PASSAGE TO READ:
⟨

Cuba: first transgender couple get married
A transgender man and a transgender woman married each other in Cuba last week, in a first for the island nation.
On July 16, Ramses and Dunia’s wedding took place at Havana’s San Francisco de Paula Marriage Palace, which is run by Cuba’s justice ministry.
The couple’s civil union was registered according to the legal genders on their official documents.
They were given legal advice by the state’s national sex education centre (CENESEX), which is run by LGBT+ rights campaigner Mariela Castro, the daughter of former Cuban president Raul Castro.
“This legal act doesn’t violate Cuban law because it’s about two people whose legally registered gender is female and male, even though that’s incoherent with the gender identities of Ramses and Dunia,” CENESEX said.
The couple had previously experienced issues with their marriage plans, but CENESEX explained that there is no legal requirement in Cuba to present as your legal gender at your wedding ceremony.
Both Ramses and Dunia are waiting for gender affirmation surgery, which is free in Cuba.
The situation for LGBT+ people in Cuba – which, following Fidel Castro’s 1959 communist revolution, was historically one of marginalisation, stigmatisation and harassment – has begun to improve in the last decade.
In April 2019, Cuba’s new constitution banned discrimination on gender and defined marriage as “a social and legal institution” rather than a “union between a man and a woman.”
Same-sex marriage could therefore be legalised as part of reforms to the Family Code, which will take place over the next two years.
IDAHOBIT marches cancelled in Cuba
However, on May 6 the organisers of International Day Against Homophobia, Transphobia and Biphobia (IDAHOBIT) marches in Cuba announced that they were cancelled due to “new tensions.”
CENESEX said that planned marches in Havana and Camagüey would not go ahead.
The statement said the events were being cancelled due to “new tensions in the international and regional context,” which they said “directly and indirectly affect our country.”
It also said the country’s Ministry of Public Health ordered them to cancel the marches, and said they were acting in line with “the Party, the State and the Revolution.”
“We must emphasise that this change in the program of the Days does not imply the suspension of the rest of the activities,” the statement said.

⟩

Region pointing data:
⟨

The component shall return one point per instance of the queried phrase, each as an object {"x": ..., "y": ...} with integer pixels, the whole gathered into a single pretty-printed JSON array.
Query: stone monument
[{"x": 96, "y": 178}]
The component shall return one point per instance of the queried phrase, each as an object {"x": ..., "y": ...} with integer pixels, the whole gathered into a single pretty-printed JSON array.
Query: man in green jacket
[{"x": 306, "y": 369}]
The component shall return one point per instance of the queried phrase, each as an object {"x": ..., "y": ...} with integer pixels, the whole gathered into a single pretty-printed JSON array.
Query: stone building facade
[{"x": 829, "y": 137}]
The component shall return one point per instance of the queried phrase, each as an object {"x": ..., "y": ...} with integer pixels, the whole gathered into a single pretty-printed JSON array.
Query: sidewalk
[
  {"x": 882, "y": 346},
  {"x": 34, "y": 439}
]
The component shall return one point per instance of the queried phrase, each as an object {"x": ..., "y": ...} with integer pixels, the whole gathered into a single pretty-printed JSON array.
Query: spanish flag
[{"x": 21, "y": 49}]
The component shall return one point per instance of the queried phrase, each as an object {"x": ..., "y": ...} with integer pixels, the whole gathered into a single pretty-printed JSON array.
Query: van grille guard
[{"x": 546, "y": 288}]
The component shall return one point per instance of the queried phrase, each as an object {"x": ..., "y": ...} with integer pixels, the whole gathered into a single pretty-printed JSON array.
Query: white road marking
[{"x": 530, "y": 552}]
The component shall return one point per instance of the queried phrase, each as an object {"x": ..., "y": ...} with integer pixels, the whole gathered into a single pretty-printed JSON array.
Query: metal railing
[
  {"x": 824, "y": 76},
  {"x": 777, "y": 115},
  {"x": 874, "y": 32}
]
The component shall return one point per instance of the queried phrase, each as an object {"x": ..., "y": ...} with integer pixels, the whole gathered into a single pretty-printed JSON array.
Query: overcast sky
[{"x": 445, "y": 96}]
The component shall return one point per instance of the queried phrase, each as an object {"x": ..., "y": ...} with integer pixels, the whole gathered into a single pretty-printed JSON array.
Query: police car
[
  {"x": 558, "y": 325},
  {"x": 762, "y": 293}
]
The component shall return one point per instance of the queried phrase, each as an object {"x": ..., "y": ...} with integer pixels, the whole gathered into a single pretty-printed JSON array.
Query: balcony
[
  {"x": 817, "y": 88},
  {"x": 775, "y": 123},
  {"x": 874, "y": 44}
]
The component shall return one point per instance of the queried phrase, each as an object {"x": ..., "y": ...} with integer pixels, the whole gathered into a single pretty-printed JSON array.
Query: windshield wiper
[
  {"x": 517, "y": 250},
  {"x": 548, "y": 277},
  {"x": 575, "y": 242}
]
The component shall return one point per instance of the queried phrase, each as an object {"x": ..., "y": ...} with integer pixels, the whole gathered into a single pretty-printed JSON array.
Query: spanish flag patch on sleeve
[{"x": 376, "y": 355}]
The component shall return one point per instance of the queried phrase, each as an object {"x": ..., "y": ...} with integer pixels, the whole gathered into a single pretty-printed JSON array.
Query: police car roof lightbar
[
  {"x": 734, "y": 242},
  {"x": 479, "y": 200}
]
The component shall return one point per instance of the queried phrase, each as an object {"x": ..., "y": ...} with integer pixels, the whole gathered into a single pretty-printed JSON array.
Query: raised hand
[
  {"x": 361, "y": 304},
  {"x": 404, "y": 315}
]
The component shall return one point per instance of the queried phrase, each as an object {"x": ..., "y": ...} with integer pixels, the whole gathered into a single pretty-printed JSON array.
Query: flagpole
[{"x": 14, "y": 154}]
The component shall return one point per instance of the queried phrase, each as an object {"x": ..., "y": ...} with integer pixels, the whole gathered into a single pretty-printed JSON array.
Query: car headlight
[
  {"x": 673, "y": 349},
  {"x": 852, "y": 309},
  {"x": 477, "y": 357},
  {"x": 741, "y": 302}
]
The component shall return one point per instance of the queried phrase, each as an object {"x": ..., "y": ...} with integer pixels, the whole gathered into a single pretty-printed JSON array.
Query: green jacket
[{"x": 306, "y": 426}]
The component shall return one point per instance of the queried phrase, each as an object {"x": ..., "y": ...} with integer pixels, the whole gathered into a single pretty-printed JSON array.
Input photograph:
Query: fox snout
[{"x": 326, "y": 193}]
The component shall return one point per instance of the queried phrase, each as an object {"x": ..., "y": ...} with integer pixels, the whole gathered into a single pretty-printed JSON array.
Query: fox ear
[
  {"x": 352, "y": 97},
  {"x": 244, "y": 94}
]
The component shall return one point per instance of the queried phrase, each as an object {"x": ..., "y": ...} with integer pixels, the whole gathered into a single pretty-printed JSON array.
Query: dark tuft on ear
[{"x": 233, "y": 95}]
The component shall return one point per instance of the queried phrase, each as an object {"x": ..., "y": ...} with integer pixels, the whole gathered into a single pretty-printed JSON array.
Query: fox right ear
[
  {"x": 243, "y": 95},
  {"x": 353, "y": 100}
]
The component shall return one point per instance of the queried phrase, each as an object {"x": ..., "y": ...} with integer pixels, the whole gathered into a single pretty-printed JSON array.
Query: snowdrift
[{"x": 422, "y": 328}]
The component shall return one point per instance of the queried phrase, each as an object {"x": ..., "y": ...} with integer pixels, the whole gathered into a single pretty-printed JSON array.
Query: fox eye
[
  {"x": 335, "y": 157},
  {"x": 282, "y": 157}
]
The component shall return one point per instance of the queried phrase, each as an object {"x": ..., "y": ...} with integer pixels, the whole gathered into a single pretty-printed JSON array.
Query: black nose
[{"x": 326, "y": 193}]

⟩

TASK REQUIREMENTS:
[1] Answer these questions using the report:
(a) At which venue was the wedding held?
(b) In what month and year did Cuba's new constitution ban discrimination on gender?
(c) Which ministry ordered the cancellation of the IDAHOBIT marches?
[2] List every specific date or year given in the report.
Draw only on the report to answer.

LIST OF SOLUTIONS:
[1]
(a) Havana's San Francisco de Paula Marriage Palace
(b) April 2019
(c) The Ministry of Public Health

[2]
July 16
1959
April 2019
May 6